= Page =

Tucker: Violent riots last night at the University of California at Berkeley, you watched them break out live on this show last evening, the man who made that campus tremble joins us tonight in the studio, his first interview following the outbreak of violence. Good evening and welcome to Tucker Carlson Tonight.

Few people are hated more by the left than MILO Yiannopoulos, the gay, jewish immigrant who has become the face of the red-pilled right. Evidence of that was on full display last night at Berkeley where MILO was scheduled to sleep but was evacuated shortly before the speech for his own safety. Watch what happened.

A video of riots at UC Berkeley plays

That was America last night, Breitbart editor MILO Yiannopoulos joins us for his first interview since we spoke with him by phone last night, thanks for joining us. So here’s the reason I want to talk with you, it’s not to endorse your views, many of which I agree with, some of which I don’t, the point is you tried to express your views and were prevented by a violent mob. So if you were an anarchist or a scientologist or a flat earth activist, it wouldn’t matter, you were not allowed to exercise your first amendment rights and that’s shocking. Give us first a quick recap of what happened last night to you.

MILO: Well I think I agree with you in the first place, I’m not any of the  things that these posters characterize me as in an effort to legitimise the violence, but even if I were I don’t think it would matter, as you say. So I went in to do my talk, we go in a couple of hours before to set up our tech and for me to, y’know, put on a costume or something, I had a wonderful outfit planned which is the main reason I’m upset about yesterday. I was going to talk about cultural appropriation in full Native American headdress, I had a full custom headdress with my name embroidered on it I’m so mad that I didn’t get to wear that.

= Exercise directions =
From the interview transcript, list each kind of person the host names when saying the guest's identity would not matter. Rely only on the interview transcript.

= Information provided =
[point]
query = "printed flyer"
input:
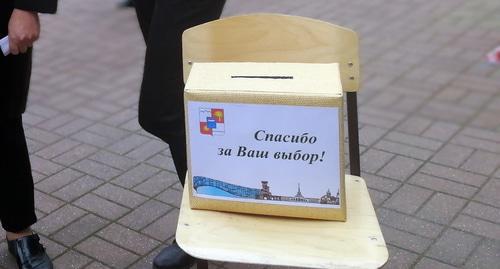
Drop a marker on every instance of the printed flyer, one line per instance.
(261, 153)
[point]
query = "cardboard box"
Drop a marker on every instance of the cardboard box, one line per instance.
(266, 138)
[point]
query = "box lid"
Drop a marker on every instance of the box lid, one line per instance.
(279, 78)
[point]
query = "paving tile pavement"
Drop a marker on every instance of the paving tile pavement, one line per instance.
(106, 191)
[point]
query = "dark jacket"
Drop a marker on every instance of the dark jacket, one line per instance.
(15, 71)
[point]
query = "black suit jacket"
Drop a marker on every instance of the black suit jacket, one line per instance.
(15, 71)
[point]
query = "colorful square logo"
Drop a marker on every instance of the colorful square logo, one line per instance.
(212, 121)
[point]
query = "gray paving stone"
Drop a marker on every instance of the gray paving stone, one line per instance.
(58, 219)
(73, 126)
(484, 212)
(41, 135)
(79, 230)
(405, 240)
(136, 175)
(97, 265)
(443, 185)
(427, 263)
(482, 162)
(400, 168)
(487, 255)
(96, 169)
(162, 161)
(414, 125)
(46, 203)
(107, 131)
(71, 259)
(75, 155)
(144, 215)
(399, 258)
(56, 149)
(128, 239)
(55, 122)
(441, 208)
(43, 166)
(145, 151)
(370, 134)
(414, 140)
(453, 247)
(477, 143)
(404, 150)
(441, 130)
(489, 193)
(381, 183)
(127, 144)
(121, 117)
(457, 175)
(408, 199)
(92, 139)
(156, 184)
(58, 180)
(101, 207)
(408, 223)
(452, 155)
(372, 160)
(114, 160)
(107, 253)
(165, 227)
(120, 195)
(477, 226)
(171, 196)
(77, 188)
(378, 197)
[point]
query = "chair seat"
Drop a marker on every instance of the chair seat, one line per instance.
(255, 239)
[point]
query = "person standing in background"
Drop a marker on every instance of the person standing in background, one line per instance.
(161, 105)
(19, 20)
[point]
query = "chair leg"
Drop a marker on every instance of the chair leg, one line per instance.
(352, 125)
(201, 264)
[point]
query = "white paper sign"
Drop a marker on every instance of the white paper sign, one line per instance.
(275, 154)
(4, 45)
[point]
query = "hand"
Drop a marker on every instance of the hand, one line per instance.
(24, 30)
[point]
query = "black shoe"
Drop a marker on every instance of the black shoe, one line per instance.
(126, 3)
(173, 257)
(29, 253)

= Solution to the problem =
an anarchist
a scientologist
a flat earth activist